§ **PROBLEM STATEMENT**:
Return every line of the items below unchanged, omitting the pictures.

§ **STORED DATA**:
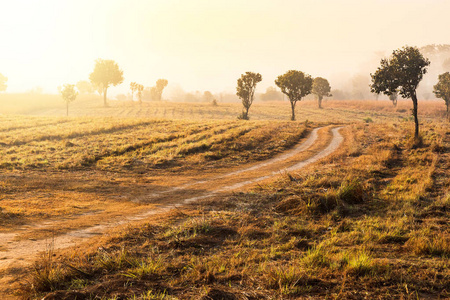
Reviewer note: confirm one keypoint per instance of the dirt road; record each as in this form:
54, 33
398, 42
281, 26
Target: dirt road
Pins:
16, 254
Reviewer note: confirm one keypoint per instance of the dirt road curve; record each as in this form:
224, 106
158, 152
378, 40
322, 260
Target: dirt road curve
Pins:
19, 253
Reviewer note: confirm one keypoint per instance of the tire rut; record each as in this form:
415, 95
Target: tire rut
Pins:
21, 253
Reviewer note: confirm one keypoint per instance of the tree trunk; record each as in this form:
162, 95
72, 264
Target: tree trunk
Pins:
416, 120
104, 97
293, 110
448, 110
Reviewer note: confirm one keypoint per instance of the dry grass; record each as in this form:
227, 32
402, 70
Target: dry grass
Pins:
369, 221
312, 234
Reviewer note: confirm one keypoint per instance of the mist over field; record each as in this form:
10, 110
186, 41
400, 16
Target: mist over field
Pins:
203, 46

§ **THE RESULT**:
Reviewer note: confirm one keypoint per instance of the dirt road; record each as in this form:
54, 33
398, 42
281, 26
Target: dirt road
Pins:
16, 254
Reviewer note: confirm one keypoint per instance of the dirt road curve; record each as in this form:
224, 106
158, 152
378, 40
322, 260
Target: dirt road curve
Pins:
19, 253
Reviewer note: confirm one keypoint per instance of the tire rut; record each as in this form:
415, 95
Target: tire rut
Pins:
21, 253
Reviewer note: confirm one keypoint per instance of the tree trunk; record each as in this form:
162, 95
72, 264
Target: tree trunk
Pins:
416, 120
104, 97
293, 110
448, 110
Reviewer note: confirm one keypoint per instance of the dry grass; record each as in this form:
227, 32
402, 70
Target: dry grass
Pins:
369, 221
312, 234
Reviewer note: confirm one keypoint per instance of the mist over field; record each as in this form:
10, 110
186, 41
400, 16
Target: mist over field
Pins:
203, 46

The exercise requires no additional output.